» TRAVAIL DEMANDÉ:
1. Dans l'extrait sur les ravageurs transfrontières, quelles cultures le quéléa attaque-t-il le plus souvent ?
2. Poursuivez l'extrait sur les ravageurs transfrontières à partir de sa dernière phrase.

PRINCIPAUX RAVAGEURS DES PLANTES ET MALADIES ANIMALES TRANSFRONTIÈRES

MIGRATEURS NUISIBLES

Les migrateurs nuisibles transfrontières se déplacent à la recherche de nourriture et de sites appropriés pour se reproduire. Il s'agit notamment des acridiens, de la chenille processionnaire ou ver militaire et du quéléa. De telles migrations peuvent couvrir des milliers de kilomètres, et traverser les océans et les frontières. Ces ravageurs sont d'habitude regroupés en essaims (criquets), colonnes (chenilles processionnaires) et bandes (quéléas).

Chenille processionnaire

Les chenilles processionnaires se transforment en papillons de nuit et peuvent migrer sur de longues distances (plus de 100 km par nuit). Ces chenilles causent de sérieux dommages aux pâturages et aux plantations de céréales et de canne à sucre. En comparaison des nuages de criquets, les infestations de chenilles sont généralement de moindre envergure mais peuvent s'étendre sur plusieurs centaines de kilomètres carrés. C'est pendant la saison des pluies que ces chenilles apparaissent et se déplacent.

Acridiens

Les acridiens sont les plus nocifs des migrateurs nuisibles. Ils se sont adaptés aux environnements semi-arides ou désertiques où les précipitations sont rares et irrégulières, mais souvent torrentielles lorsqu'elles se produisent. Les acridiens migrent vers les régions où il a plu depuis peu et où un terrain humide et sableux, une végétation naissante et l'absence d'ennemis naturels leur offrent des conditions idéales pour se reproduire.

Quéléa

Le quéléa à bec rouge est un oiseau commun qui s'attaque aux céréales en voie de maturation dans nombre de régions semi-arides d'Afrique subsaharienne. Les cultures les plus fréquemment attaquées sont le mil, le sorgho, le blé et le riz. Les migrations sont influencées par les précipitations, qui affectent l'apparition de certaines graminées annuelles, dont cette espèce d'oiseau se nourrit principalement. Ces oiseaux peuvent migrer sur plus de 1 000 km, traversant donc les frontières politiques. Les régions affectées peuvent perdre la majeure partie, voire l'intégralité, de leurs récoltes céréalières.

RAVAGEURS DES PLANTES SOUMIS À UN RÉGIME DE QUARANTAINE

À la différence des migrateurs nuisibles, les ravageurs soumis à un régime de quarantaine peuvent s'introduire dans un pays de multiples façons et sont relativement difficiles à identifier. On ne peut pas dire qu'un ravageur soit «pire» qu'un autre, car son impact dépend plus de la situation locale de l'agriculture que de ses caractéristiques biologiques propres. Les mouches des fruits, les pucerons et autres parasites des légumes feuillus et des fleurs coupées sont parmi les ravageurs transfrontières qui causent de plus en plus de dommages.

» LISTE DES LIGNES:
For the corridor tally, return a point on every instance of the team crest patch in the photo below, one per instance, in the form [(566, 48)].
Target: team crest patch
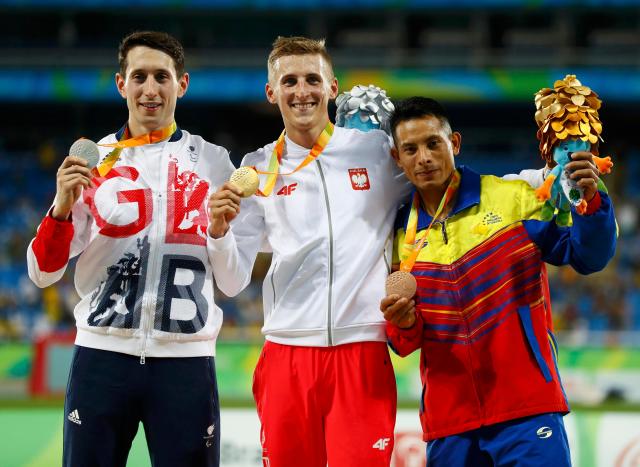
[(359, 179)]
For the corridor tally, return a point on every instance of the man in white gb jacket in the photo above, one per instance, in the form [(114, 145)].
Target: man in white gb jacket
[(144, 275)]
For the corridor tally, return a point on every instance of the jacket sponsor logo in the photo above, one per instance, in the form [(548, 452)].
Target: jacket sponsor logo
[(381, 444), (287, 190), (359, 179), (544, 432)]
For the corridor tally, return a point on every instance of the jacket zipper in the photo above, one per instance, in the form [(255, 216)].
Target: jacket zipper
[(273, 285), (146, 300), (445, 239), (326, 199)]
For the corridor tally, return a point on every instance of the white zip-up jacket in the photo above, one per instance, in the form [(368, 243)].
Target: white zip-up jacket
[(329, 227), (144, 272)]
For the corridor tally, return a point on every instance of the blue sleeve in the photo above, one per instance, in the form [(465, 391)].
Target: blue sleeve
[(587, 245)]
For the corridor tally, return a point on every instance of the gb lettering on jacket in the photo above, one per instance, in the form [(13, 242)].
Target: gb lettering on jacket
[(123, 206)]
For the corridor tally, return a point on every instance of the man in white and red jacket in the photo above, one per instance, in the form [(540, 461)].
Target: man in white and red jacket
[(147, 321)]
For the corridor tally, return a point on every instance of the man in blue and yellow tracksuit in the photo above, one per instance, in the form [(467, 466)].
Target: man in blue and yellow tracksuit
[(491, 390)]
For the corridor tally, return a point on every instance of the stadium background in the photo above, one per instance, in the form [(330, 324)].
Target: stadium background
[(484, 59)]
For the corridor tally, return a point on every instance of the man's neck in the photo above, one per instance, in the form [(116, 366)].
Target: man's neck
[(137, 129), (305, 137), (431, 198)]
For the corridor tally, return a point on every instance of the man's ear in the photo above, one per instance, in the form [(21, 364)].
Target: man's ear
[(456, 141), (120, 85), (395, 155), (271, 94), (183, 82), (333, 88)]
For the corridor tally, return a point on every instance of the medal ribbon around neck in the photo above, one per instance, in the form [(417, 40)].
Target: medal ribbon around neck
[(412, 223), (126, 142), (276, 158)]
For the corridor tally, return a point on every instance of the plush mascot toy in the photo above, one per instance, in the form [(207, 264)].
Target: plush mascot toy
[(568, 121), (365, 108)]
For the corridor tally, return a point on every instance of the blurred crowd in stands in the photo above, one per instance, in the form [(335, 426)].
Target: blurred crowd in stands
[(582, 306)]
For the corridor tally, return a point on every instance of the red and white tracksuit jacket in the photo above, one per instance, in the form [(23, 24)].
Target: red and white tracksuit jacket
[(144, 272)]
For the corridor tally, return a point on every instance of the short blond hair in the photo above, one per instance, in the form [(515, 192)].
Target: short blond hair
[(297, 45)]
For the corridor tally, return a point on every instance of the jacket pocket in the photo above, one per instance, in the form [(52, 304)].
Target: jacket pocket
[(527, 324)]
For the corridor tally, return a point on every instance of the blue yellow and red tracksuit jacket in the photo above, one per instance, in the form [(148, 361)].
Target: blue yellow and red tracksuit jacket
[(483, 317)]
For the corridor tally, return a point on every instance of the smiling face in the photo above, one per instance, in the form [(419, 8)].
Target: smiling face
[(425, 150), (151, 88), (301, 86)]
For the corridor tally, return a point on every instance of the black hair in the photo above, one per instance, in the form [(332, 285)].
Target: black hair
[(418, 107), (154, 40)]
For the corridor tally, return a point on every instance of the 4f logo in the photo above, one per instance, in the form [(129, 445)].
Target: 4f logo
[(544, 432), (359, 179), (381, 444), (287, 190)]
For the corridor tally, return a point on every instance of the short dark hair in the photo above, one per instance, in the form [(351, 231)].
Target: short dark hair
[(154, 40), (418, 107), (297, 45)]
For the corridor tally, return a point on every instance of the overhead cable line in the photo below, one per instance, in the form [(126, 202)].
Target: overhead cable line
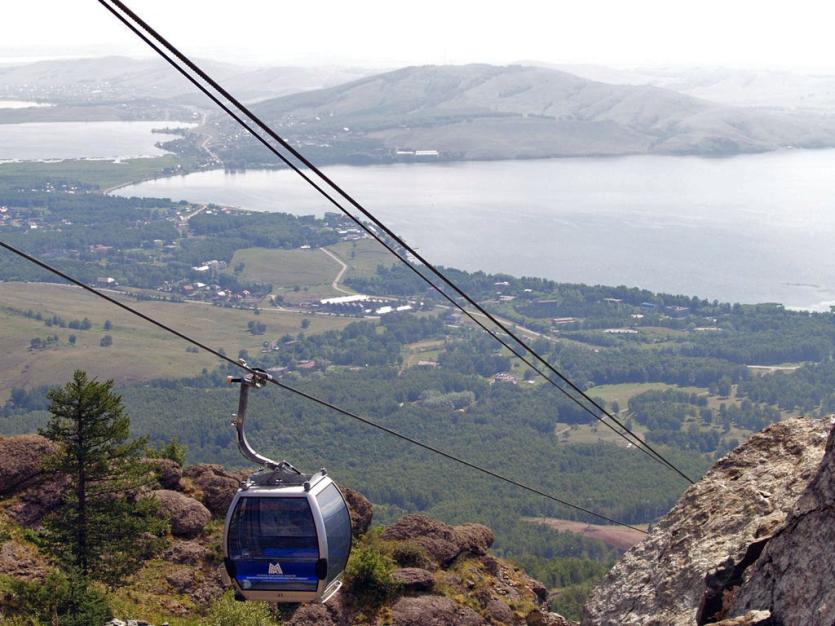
[(309, 396), (625, 433)]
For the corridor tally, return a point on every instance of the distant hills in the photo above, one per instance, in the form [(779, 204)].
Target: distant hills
[(490, 112), (114, 77), (774, 89)]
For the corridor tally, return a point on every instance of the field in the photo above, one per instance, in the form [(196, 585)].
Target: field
[(105, 174), (362, 257), (295, 274), (139, 351), (618, 537)]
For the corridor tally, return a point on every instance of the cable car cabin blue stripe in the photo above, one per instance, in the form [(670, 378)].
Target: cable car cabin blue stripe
[(262, 575)]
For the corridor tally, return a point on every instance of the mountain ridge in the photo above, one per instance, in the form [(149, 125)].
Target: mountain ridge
[(479, 111)]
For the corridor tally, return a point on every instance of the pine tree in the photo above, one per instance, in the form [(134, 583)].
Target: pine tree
[(103, 529)]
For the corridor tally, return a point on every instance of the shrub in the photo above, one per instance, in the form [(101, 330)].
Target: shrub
[(226, 611), (68, 601), (368, 574), (410, 554)]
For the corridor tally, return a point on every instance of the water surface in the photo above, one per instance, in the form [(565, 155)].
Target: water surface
[(82, 140), (753, 228)]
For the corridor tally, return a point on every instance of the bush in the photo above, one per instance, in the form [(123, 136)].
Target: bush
[(173, 451), (226, 611), (368, 575), (68, 601)]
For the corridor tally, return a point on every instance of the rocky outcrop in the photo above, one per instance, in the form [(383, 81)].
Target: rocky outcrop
[(168, 473), (21, 460), (434, 611), (441, 542), (794, 576), (214, 485), (755, 534), (22, 561), (414, 579), (187, 516), (360, 510), (32, 505)]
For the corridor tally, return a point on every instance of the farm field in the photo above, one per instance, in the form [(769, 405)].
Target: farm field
[(618, 537), (297, 275), (139, 351)]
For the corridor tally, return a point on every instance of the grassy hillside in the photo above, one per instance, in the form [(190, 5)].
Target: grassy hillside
[(139, 351)]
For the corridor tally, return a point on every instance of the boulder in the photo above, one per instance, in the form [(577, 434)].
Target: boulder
[(168, 473), (414, 579), (22, 561), (441, 542), (36, 501), (751, 618), (545, 618), (21, 460), (360, 509), (793, 576), (181, 579), (694, 558), (188, 517), (434, 611), (499, 613), (185, 552), (311, 615), (217, 485), (438, 539), (474, 539)]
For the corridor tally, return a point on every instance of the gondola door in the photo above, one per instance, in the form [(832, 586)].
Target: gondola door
[(274, 547)]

» RÉPONSES RÉDIGÉES:
1. Le mil, le sorgho, le blé et le riz.

2.
Oerke et al.1 ont effectué des estimations des pertes mondiales causées par les ravageurs pour huit récoltes, par région. Ces estimations portent sur tous les ravageurs, et pas seulement sur les espèces transfrontières. Les auteurs ont constaté que les pertes imputables aux ravageurs dépassaient 50 pour cent de la production potentielle. Les insectes détruisaient 15 pour cent des récoltes, les éléments pathogènes et les mauvaises herbes 13  pour cent chacun, et les infestations de ravageurs après la récolte 10 pour cent.

Les ravageurs transfrontières traditionnels (comme les graines de plantes ou les vers du bois) avaient de longues périodes de dormance et se trouvaient dans des produits en vrac tels que les céréales, ou à bord de navires (par exemple rats, espèces aquatiques dans les eaux de soute, moustiques et moules zébrées). Le commerce de produits horticoles de haute valeur est allé de pair avec l'arrivée d'un plus grand nombre de ravageurs à l'état latent, qui se dissimulent à l'intérieur des produits frais et des emballages (comme les larves de mouches des fruits, les thrips et les teignes).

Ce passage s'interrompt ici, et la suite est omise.